Data listing:
------------------------------------

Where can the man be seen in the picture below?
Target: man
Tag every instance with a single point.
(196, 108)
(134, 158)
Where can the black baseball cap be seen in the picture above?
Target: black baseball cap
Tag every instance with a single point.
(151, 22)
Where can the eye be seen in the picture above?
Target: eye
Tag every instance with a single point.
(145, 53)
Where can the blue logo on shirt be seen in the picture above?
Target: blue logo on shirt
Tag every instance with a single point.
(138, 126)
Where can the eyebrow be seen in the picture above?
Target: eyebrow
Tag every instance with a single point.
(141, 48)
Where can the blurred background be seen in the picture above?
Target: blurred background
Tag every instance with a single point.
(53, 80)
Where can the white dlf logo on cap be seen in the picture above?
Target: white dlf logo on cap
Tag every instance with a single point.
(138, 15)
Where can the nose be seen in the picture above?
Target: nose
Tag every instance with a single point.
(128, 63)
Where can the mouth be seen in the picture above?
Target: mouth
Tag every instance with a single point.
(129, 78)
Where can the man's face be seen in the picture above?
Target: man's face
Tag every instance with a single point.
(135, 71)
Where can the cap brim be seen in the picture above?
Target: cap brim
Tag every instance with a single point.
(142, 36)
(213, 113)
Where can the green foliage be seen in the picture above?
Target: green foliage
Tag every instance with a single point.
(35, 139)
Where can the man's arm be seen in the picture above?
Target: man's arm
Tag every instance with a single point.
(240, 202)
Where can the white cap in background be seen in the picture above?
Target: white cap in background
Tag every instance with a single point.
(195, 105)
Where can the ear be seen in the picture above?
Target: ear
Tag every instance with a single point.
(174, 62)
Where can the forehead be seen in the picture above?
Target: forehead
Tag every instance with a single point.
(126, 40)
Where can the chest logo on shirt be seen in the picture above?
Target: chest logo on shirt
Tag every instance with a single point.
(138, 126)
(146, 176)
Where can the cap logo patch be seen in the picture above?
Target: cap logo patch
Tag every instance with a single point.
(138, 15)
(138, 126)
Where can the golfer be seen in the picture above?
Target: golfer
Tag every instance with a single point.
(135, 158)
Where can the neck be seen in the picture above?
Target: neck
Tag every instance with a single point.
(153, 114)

------------------------------------

▶ _Objective_
Please put every line of the entries above into a numbered list, leaving out any blank lines.

▶ _Answer in full_
1. Where can the man be seen in the picture below?
2. Target: man
3. Tag every instance with a single point.
4. (196, 108)
5. (134, 158)
6. Where can the black baseball cap be seen in the picture above?
7. Target: black baseball cap
8. Tag every instance with a single point.
9. (151, 22)
10. Where can the eye be seen in the picture above?
11. Target: eye
12. Tag every instance with a single point.
13. (145, 53)
14. Where can the blue logo on shirt be seen in the picture above?
15. Target: blue logo on shirt
16. Tag every instance with a single point.
17. (138, 126)
18. Where can the eyebrow be seen in the picture above?
19. Target: eyebrow
20. Tag every instance with a single point.
21. (141, 48)
22. Where can the blurred background be seen in the picture above?
23. Target: blurred background
24. Tag every instance with a single point.
25. (53, 80)
26. Where can the white dlf logo on cap be seen in the picture above?
27. Target: white dlf logo on cap
28. Tag every instance with a single point.
29. (138, 15)
30. Where can the nose be seen in the picture above?
31. Target: nose
32. Tag every instance with a single point.
33. (128, 63)
34. Where can the mouth be seen in the picture above?
35. Target: mouth
36. Tag every instance with a single point.
37. (129, 78)
38. Where can the man's face be seen in the picture above?
39. Target: man's face
40. Tag every instance with a single point.
41. (135, 71)
42. Where can the cap brim be seen in the picture above?
43. Target: cap brim
44. Tag every instance with a single point.
45. (142, 36)
46. (213, 113)
47. Where can the green foliage be seen in the picture above?
48. Target: green foliage
49. Tag every instance with a single point.
50. (35, 139)
51. Where can the man's arm be seen in the picture above?
52. Target: man's arm
53. Tag every instance with a single point.
54. (240, 202)
55. Where can the white cap in background be seen in the picture above?
56. Target: white cap in background
57. Tag every instance with a single point.
58. (195, 105)
59. Where can the ear be seen in the picture above?
60. Target: ear
61. Tag every instance with a single point.
62. (174, 62)
63. Where can the forehead be seen in the picture above?
64. Target: forehead
65. Tag every instance with a single point.
66. (126, 40)
67. Where can the chest logo on shirt be seen in the picture above?
68. Target: chest logo on shirt
69. Tag every instance with a single point.
70. (138, 126)
71. (146, 176)
72. Where can the cap logo patch be seen in the picture above?
73. Target: cap logo patch
74. Tag every instance with a single point.
75. (138, 15)
76. (138, 126)
77. Where can the golfer be seen in the picture above?
78. Target: golfer
79. Tag every instance with a single point.
80. (135, 158)
81. Where can the neck be seen in the picture above?
82. Target: neck
83. Tag every instance with a single point.
84. (153, 114)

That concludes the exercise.